What you have to do: Find the line that contains "the front door". Repeat that line and all lines following it, exactly, through the end of the listing below.

Source data:

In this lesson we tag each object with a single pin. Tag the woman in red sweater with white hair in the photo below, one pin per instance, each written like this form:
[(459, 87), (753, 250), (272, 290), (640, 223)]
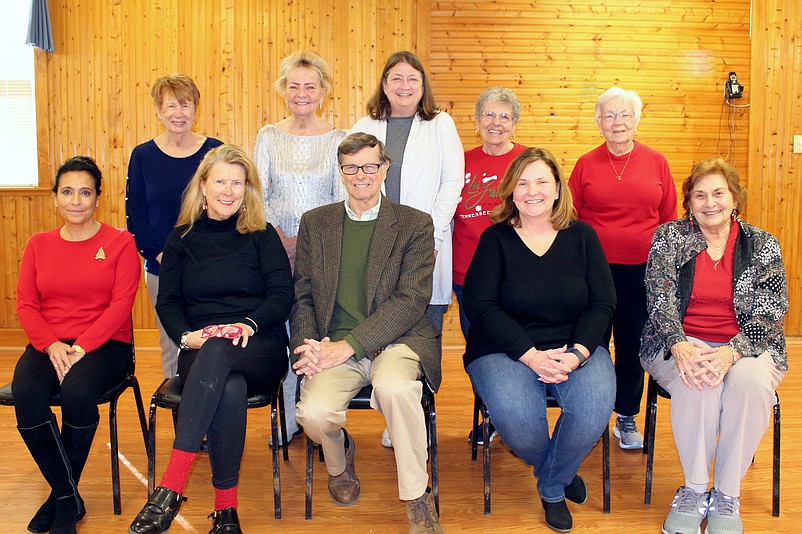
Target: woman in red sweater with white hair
[(624, 190)]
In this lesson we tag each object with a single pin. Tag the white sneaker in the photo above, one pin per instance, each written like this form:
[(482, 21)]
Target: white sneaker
[(626, 430), (386, 441), (724, 514), (686, 513)]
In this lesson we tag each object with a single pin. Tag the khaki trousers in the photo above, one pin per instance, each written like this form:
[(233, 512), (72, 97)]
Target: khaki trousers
[(396, 394), (737, 411)]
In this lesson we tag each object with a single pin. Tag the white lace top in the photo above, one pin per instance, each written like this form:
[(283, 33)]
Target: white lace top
[(298, 173)]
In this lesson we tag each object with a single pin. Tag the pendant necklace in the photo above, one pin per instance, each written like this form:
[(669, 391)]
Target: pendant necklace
[(717, 248), (617, 175)]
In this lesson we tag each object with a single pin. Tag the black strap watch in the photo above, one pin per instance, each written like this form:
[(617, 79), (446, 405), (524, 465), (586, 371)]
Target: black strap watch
[(582, 358)]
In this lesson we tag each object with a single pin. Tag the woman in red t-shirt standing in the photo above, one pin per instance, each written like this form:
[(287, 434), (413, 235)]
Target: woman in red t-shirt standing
[(497, 113)]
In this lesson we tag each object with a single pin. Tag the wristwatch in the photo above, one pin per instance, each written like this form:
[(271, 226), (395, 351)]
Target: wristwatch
[(582, 358), (184, 343)]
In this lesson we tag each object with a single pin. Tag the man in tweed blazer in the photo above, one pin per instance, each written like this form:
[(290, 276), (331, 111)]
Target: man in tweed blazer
[(363, 279)]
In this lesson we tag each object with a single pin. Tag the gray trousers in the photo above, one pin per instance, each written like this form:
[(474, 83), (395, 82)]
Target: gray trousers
[(737, 412)]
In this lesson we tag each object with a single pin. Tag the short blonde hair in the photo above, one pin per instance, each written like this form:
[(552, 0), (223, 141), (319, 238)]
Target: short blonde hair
[(308, 60), (180, 86), (630, 97), (563, 213), (252, 219)]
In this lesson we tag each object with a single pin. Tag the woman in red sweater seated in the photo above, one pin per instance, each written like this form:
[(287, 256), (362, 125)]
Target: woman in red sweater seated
[(76, 289), (624, 190)]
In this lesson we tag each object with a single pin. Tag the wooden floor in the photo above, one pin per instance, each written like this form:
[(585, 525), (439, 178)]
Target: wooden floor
[(516, 507)]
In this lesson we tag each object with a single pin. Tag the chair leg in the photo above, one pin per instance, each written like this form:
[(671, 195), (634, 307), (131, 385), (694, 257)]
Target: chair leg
[(283, 421), (606, 468), (485, 455), (152, 447), (115, 456), (477, 406), (651, 410), (140, 408), (433, 439), (775, 500), (309, 463), (276, 464)]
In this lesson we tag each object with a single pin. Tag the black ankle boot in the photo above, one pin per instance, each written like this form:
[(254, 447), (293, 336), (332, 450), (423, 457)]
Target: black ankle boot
[(225, 522), (158, 513), (77, 443), (43, 519), (66, 515), (47, 449)]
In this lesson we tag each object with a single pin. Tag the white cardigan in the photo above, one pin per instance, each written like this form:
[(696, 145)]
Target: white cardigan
[(432, 176)]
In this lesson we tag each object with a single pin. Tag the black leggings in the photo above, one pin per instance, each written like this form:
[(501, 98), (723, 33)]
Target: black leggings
[(628, 321), (35, 381), (217, 380)]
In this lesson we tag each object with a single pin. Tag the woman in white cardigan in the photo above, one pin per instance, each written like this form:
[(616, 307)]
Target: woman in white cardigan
[(428, 164), (428, 167)]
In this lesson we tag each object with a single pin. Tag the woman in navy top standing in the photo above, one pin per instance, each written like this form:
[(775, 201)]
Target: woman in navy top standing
[(158, 172)]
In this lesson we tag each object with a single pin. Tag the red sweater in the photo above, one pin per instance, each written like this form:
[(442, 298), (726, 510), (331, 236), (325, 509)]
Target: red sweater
[(624, 213), (74, 290), (483, 174)]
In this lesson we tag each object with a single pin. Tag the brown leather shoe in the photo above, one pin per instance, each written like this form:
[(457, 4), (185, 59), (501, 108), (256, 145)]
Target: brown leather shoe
[(422, 515), (344, 488)]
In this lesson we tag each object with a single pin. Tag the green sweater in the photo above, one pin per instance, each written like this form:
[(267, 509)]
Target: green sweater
[(351, 305)]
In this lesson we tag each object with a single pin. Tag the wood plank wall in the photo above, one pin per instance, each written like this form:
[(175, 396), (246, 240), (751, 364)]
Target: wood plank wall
[(92, 94), (775, 172)]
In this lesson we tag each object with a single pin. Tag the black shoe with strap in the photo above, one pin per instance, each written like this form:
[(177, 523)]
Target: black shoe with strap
[(158, 513), (225, 521)]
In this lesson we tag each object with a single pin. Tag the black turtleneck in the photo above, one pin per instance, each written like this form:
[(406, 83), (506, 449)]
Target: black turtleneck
[(216, 275)]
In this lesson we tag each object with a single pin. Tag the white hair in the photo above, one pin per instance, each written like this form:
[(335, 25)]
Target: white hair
[(630, 97)]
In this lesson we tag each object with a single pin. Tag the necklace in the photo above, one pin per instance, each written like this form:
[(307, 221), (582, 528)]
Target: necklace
[(617, 175), (717, 248)]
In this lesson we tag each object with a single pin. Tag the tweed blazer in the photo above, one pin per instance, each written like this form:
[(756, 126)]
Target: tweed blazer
[(399, 282)]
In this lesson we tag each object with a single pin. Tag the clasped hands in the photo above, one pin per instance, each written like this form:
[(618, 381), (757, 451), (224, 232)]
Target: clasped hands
[(63, 357), (552, 366), (698, 363), (238, 333), (315, 356)]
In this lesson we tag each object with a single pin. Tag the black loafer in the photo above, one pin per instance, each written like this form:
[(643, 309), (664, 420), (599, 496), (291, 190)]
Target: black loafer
[(577, 490), (158, 513), (558, 517), (225, 522)]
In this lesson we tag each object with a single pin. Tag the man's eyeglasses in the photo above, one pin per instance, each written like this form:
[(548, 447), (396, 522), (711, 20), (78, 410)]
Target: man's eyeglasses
[(367, 168), (490, 116), (623, 115)]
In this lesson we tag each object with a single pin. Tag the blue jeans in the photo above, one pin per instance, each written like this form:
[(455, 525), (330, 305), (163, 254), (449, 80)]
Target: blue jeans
[(516, 401)]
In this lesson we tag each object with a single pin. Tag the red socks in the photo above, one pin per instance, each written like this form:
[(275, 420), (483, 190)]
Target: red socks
[(225, 498), (175, 477)]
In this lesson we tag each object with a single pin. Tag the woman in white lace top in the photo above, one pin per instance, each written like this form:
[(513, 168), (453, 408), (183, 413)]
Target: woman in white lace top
[(297, 157)]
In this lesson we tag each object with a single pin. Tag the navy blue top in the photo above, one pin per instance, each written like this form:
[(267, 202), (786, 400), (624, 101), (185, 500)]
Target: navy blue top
[(154, 187)]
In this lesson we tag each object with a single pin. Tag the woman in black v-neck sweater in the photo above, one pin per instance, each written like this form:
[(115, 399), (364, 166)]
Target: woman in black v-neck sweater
[(539, 296), (225, 294)]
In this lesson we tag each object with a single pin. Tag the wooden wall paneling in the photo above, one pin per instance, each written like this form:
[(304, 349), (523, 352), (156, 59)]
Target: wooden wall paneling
[(773, 180), (93, 93)]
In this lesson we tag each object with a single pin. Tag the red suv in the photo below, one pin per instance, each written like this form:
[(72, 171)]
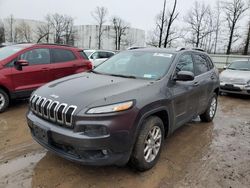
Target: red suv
[(25, 67)]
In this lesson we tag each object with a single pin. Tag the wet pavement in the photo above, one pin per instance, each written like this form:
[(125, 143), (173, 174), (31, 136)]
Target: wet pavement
[(197, 155)]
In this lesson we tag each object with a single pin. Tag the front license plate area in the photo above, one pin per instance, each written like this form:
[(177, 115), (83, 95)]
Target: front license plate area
[(41, 134)]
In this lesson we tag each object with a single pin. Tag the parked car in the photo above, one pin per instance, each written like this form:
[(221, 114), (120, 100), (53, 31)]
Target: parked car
[(98, 56), (25, 67), (236, 78), (126, 108)]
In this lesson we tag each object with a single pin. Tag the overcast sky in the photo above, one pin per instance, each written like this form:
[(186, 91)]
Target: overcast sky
[(139, 13)]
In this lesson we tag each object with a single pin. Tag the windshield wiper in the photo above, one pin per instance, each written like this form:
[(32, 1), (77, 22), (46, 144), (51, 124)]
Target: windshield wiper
[(123, 76)]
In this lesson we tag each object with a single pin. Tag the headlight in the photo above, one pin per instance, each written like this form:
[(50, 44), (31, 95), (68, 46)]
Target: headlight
[(111, 108)]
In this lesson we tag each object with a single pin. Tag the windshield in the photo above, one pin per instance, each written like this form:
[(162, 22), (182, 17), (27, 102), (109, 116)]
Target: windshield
[(240, 65), (137, 64), (9, 50)]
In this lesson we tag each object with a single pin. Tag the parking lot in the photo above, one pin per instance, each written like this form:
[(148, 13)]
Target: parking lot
[(197, 155)]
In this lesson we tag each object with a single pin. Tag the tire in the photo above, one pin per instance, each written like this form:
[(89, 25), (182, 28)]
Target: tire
[(4, 100), (141, 160), (210, 112)]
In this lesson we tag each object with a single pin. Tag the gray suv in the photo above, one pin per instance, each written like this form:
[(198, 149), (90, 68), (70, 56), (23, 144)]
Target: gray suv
[(125, 108)]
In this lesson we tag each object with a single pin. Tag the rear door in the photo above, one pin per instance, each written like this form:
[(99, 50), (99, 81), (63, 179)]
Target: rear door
[(64, 63), (34, 75), (185, 93), (205, 79)]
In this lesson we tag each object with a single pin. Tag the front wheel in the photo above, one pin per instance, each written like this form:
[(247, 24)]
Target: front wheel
[(148, 145), (209, 114)]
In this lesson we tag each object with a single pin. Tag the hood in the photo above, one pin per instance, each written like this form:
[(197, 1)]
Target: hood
[(240, 76), (88, 89)]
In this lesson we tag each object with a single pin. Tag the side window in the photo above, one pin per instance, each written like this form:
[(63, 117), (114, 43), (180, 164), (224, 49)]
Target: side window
[(109, 54), (185, 63), (201, 64), (82, 53), (37, 56), (95, 55), (102, 55), (62, 55)]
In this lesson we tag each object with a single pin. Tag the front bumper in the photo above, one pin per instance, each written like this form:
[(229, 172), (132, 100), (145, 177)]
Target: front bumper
[(234, 88), (111, 149)]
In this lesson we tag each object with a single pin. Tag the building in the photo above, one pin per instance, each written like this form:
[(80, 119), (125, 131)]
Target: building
[(86, 37)]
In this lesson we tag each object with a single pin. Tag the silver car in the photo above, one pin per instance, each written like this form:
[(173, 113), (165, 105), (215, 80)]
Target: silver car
[(236, 78)]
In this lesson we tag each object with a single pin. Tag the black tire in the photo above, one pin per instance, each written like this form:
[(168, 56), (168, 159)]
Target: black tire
[(4, 100), (138, 160), (207, 116)]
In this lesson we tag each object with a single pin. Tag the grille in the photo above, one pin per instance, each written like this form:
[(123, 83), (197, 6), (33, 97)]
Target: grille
[(54, 111)]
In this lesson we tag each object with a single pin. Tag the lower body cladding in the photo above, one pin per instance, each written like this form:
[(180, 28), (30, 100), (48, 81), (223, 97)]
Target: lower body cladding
[(113, 148), (235, 88)]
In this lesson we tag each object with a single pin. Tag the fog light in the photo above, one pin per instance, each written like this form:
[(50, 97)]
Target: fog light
[(95, 130), (105, 152)]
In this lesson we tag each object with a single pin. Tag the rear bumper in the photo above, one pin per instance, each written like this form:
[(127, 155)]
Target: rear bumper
[(76, 147), (235, 88)]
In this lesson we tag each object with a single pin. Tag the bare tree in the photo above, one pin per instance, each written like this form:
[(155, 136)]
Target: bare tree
[(58, 23), (160, 22), (10, 26), (25, 32), (246, 46), (217, 24), (61, 27), (43, 31), (120, 27), (197, 19), (69, 30), (2, 32), (233, 11), (100, 15), (169, 22)]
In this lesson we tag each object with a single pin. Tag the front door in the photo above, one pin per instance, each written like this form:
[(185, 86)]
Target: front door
[(185, 93)]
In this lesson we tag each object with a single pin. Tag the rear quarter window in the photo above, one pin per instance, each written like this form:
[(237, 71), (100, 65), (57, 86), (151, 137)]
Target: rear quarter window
[(62, 55), (83, 55)]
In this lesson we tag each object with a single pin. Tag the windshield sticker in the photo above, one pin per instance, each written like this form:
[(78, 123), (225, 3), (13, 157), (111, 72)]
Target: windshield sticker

Solution for this task:
In this lesson we tag each object with a single pin. Tag the front door in the photo above, one pin per instance, each written like this form:
[(185, 86)]
Target: front door
[(185, 93)]
In this lesson we tag each object with a single pin. Tag the rear quarter window in the photo above, one pin per instance, each written like this form:
[(237, 71), (100, 65), (57, 86), (151, 137)]
Target: rear quarter window
[(62, 55), (83, 55)]
In this lesson we tag each object with a single pin. Tag the windshield sticker in the photo above, one pin per instance, each written like this form:
[(78, 123), (225, 3), (13, 157), (111, 72)]
Target: windshield sticker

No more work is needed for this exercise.